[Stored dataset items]
# # # # #

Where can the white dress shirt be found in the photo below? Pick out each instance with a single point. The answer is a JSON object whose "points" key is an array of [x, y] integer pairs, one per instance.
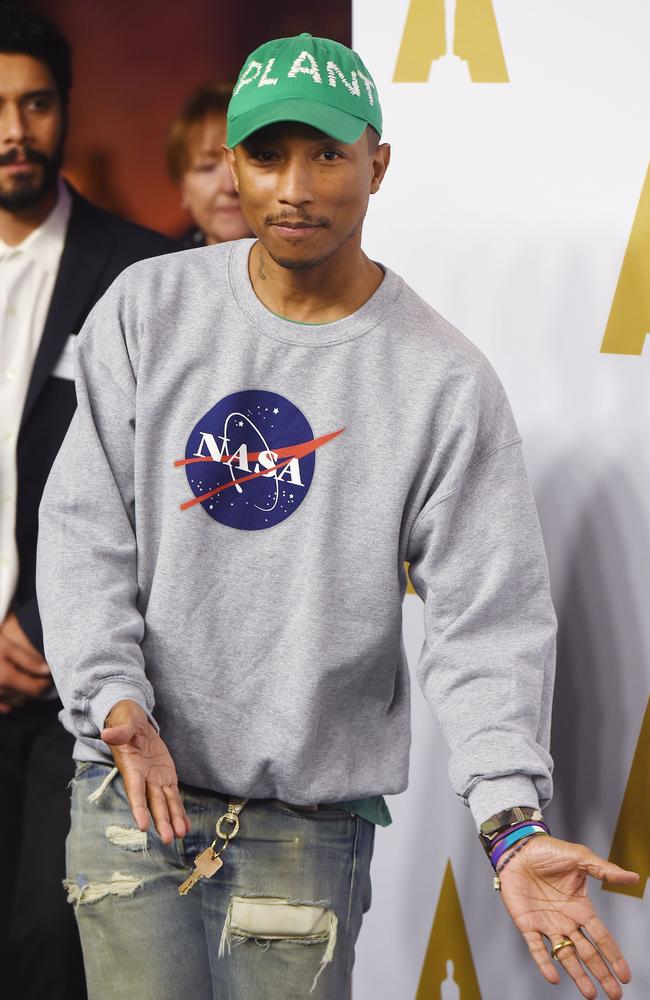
{"points": [[27, 275]]}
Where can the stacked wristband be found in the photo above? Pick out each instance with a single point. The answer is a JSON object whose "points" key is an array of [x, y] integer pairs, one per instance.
{"points": [[513, 835], [507, 832]]}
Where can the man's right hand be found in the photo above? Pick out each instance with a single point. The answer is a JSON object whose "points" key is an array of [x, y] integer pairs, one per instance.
{"points": [[24, 674], [147, 769]]}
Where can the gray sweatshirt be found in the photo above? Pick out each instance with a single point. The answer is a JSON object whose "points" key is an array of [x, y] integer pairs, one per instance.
{"points": [[224, 531]]}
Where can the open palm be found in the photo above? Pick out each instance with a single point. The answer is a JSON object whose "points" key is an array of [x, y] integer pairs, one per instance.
{"points": [[148, 771], [544, 888]]}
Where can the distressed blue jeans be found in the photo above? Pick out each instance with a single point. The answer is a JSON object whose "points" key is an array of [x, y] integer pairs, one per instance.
{"points": [[279, 921]]}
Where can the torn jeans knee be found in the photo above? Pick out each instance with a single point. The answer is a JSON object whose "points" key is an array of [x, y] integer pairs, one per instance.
{"points": [[269, 918], [82, 890]]}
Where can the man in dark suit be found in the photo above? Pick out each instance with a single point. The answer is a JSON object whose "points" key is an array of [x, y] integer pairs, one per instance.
{"points": [[58, 254]]}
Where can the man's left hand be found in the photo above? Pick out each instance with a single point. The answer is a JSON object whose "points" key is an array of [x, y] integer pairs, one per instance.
{"points": [[544, 888]]}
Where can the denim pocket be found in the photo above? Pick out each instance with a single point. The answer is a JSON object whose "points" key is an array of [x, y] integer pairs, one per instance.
{"points": [[86, 769]]}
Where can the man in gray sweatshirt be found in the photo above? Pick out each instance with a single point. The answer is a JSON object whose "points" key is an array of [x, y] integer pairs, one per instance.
{"points": [[266, 430]]}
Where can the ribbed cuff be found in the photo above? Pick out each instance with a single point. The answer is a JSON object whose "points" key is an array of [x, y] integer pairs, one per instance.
{"points": [[108, 695], [493, 795]]}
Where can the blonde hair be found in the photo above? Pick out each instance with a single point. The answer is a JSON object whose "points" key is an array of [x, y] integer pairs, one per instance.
{"points": [[208, 100]]}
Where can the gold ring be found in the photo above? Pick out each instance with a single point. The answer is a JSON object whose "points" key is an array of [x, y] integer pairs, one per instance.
{"points": [[564, 943]]}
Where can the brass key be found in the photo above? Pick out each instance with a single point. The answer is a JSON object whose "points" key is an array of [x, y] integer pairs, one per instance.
{"points": [[207, 864]]}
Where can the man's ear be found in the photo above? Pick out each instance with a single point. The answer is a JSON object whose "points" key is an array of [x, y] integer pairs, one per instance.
{"points": [[231, 159], [380, 161]]}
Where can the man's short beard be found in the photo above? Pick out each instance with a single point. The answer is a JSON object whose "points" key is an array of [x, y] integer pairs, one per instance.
{"points": [[31, 193], [306, 265]]}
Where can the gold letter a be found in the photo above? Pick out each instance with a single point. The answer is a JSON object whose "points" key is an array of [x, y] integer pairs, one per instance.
{"points": [[631, 844], [448, 952], [476, 40], [629, 320]]}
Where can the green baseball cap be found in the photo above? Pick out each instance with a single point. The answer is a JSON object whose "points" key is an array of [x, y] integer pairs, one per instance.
{"points": [[304, 79]]}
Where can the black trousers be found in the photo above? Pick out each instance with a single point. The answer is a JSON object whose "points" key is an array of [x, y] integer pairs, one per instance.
{"points": [[40, 954]]}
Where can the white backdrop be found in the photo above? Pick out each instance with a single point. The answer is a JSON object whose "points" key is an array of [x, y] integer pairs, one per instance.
{"points": [[508, 206]]}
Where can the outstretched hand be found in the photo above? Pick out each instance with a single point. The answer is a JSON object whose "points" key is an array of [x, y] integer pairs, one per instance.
{"points": [[147, 769], [544, 888]]}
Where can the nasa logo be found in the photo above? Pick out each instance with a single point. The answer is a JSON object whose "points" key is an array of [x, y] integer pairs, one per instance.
{"points": [[250, 460]]}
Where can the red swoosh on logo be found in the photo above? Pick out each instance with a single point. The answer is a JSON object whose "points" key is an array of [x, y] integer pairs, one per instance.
{"points": [[293, 451]]}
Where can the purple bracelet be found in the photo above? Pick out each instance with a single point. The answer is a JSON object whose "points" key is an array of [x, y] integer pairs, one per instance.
{"points": [[515, 834]]}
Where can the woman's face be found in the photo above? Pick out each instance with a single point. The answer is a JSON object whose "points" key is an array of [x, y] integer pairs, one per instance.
{"points": [[207, 190]]}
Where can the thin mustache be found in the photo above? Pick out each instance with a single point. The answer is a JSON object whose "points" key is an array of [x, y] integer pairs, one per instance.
{"points": [[31, 155], [277, 220]]}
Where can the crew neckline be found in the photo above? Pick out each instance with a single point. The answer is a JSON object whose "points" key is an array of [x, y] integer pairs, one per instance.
{"points": [[308, 334]]}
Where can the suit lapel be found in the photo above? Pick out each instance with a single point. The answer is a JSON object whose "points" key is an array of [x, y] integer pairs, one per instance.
{"points": [[87, 246]]}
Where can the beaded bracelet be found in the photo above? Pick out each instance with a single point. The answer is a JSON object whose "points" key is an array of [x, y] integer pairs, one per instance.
{"points": [[512, 837]]}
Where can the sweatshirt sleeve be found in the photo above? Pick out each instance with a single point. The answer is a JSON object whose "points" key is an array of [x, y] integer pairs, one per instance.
{"points": [[487, 665], [86, 559]]}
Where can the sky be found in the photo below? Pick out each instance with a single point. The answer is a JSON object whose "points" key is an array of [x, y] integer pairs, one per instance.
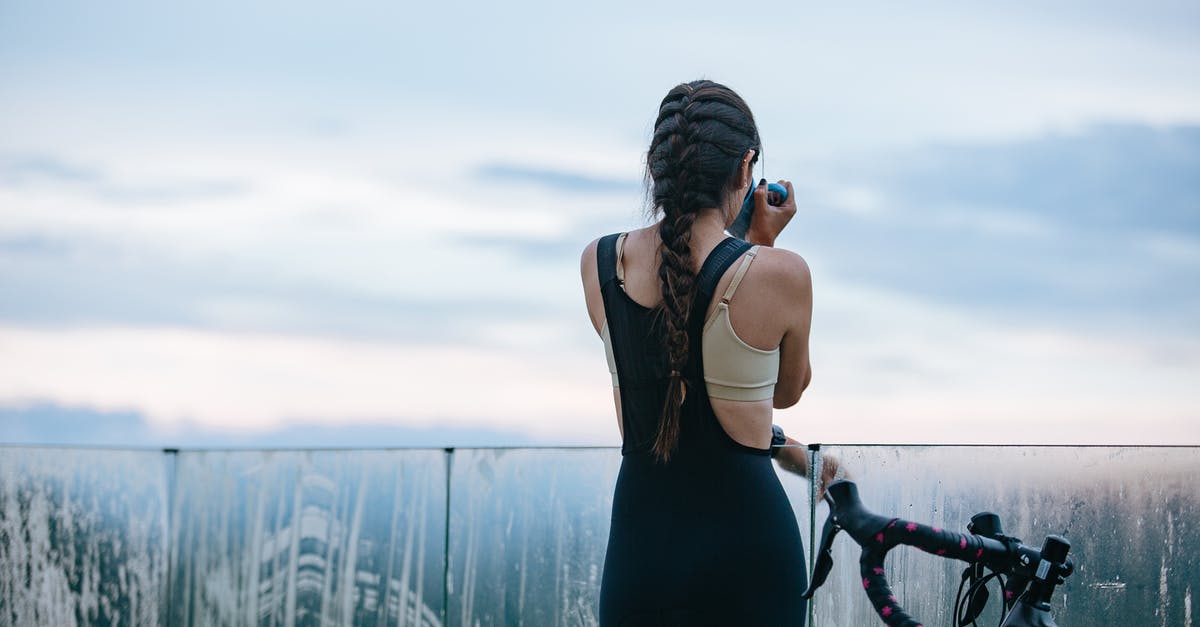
{"points": [[229, 224]]}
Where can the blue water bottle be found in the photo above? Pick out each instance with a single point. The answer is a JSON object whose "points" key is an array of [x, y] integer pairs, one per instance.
{"points": [[742, 222]]}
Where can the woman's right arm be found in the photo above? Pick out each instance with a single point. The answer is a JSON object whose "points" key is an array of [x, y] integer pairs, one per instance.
{"points": [[795, 366], [592, 285]]}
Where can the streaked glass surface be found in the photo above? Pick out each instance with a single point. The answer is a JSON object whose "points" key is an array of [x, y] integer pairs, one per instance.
{"points": [[517, 536], [309, 538], [1131, 514], [528, 530], [83, 537]]}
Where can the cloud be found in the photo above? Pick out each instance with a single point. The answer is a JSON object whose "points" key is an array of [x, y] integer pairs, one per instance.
{"points": [[241, 382], [555, 179], [49, 171], [1095, 228], [49, 424]]}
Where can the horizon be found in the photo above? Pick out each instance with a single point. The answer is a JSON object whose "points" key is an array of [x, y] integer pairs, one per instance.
{"points": [[245, 224]]}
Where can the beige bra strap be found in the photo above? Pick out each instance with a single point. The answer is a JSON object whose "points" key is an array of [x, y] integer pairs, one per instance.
{"points": [[739, 274], [621, 252]]}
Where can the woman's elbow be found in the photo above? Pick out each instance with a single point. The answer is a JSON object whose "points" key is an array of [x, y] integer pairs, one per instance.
{"points": [[789, 395]]}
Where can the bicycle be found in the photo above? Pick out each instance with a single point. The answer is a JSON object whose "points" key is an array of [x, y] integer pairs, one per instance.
{"points": [[1031, 574]]}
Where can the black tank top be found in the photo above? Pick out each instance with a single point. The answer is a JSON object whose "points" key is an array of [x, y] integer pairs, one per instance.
{"points": [[709, 537]]}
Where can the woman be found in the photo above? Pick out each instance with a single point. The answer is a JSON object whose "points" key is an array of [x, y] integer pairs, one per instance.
{"points": [[705, 335]]}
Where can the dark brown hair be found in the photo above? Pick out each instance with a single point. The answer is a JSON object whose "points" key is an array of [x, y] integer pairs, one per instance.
{"points": [[701, 135]]}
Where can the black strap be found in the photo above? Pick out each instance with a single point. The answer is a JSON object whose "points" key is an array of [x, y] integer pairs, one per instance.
{"points": [[606, 257], [723, 256]]}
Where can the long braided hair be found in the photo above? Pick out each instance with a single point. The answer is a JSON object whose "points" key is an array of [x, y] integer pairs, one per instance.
{"points": [[702, 132]]}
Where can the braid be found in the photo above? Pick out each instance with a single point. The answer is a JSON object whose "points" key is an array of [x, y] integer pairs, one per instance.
{"points": [[700, 136]]}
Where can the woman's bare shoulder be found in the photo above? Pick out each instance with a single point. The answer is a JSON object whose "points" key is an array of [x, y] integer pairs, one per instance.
{"points": [[784, 268]]}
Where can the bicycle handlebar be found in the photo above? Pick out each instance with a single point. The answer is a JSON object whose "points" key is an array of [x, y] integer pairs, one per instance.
{"points": [[1038, 569]]}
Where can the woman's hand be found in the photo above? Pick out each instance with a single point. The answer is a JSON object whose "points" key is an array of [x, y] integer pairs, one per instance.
{"points": [[795, 458], [768, 220]]}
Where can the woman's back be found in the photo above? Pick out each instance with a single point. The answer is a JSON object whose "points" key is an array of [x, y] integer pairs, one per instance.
{"points": [[706, 335], [708, 537]]}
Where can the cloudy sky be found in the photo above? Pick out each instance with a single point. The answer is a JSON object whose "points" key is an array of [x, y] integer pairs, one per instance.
{"points": [[311, 224]]}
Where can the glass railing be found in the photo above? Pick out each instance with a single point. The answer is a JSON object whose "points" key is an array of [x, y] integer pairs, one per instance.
{"points": [[516, 536]]}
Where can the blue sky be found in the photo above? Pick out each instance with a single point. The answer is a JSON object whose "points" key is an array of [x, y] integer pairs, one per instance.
{"points": [[240, 224]]}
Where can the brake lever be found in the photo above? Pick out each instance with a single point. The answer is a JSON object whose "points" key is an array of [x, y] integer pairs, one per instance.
{"points": [[825, 554], [977, 599]]}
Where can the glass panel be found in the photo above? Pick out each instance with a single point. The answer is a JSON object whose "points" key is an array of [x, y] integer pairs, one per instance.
{"points": [[528, 531], [309, 538], [1129, 514], [82, 536]]}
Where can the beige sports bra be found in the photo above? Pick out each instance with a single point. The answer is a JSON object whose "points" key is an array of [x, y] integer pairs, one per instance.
{"points": [[733, 370]]}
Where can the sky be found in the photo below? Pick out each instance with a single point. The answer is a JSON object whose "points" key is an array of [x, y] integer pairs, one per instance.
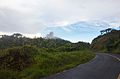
{"points": [[74, 20]]}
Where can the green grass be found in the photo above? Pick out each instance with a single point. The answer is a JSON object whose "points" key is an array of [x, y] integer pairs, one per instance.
{"points": [[48, 63]]}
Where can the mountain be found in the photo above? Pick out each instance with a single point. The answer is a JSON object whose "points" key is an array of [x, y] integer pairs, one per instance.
{"points": [[108, 42], [17, 39]]}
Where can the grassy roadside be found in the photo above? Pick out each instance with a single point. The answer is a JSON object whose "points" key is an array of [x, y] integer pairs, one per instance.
{"points": [[47, 63]]}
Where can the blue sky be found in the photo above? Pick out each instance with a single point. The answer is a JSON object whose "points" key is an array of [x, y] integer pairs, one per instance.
{"points": [[74, 20]]}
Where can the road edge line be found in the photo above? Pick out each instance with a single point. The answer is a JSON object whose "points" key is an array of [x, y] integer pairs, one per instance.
{"points": [[118, 60]]}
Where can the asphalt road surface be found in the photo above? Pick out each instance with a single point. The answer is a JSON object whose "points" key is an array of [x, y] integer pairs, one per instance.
{"points": [[103, 66]]}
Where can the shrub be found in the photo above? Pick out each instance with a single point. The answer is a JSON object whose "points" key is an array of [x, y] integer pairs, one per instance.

# # # # #

**Work to be completed**
Output the line containing "Where can the road" and each line after it through the close of the entries, unchanged and with no other lines.

**Written answer**
Where can the road edge line be found in the photo above? Pick out each instance with a single point. The answer is a JSON object whose "points" key is an array of [x, y] integer pairs, one per instance.
{"points": [[118, 60]]}
Where can the asphalt road surface be found in the photo above? Pick out each instance with a single point. The answer is a JSON object whose "points" key is an array of [x, y] integer pairs, one per instance.
{"points": [[103, 66]]}
Where can the shrub be found in the photo above? Pick out each instance with a single point. The answer is a JSON object whose "points" key is an array of [x, y] integer pairs, one per instance.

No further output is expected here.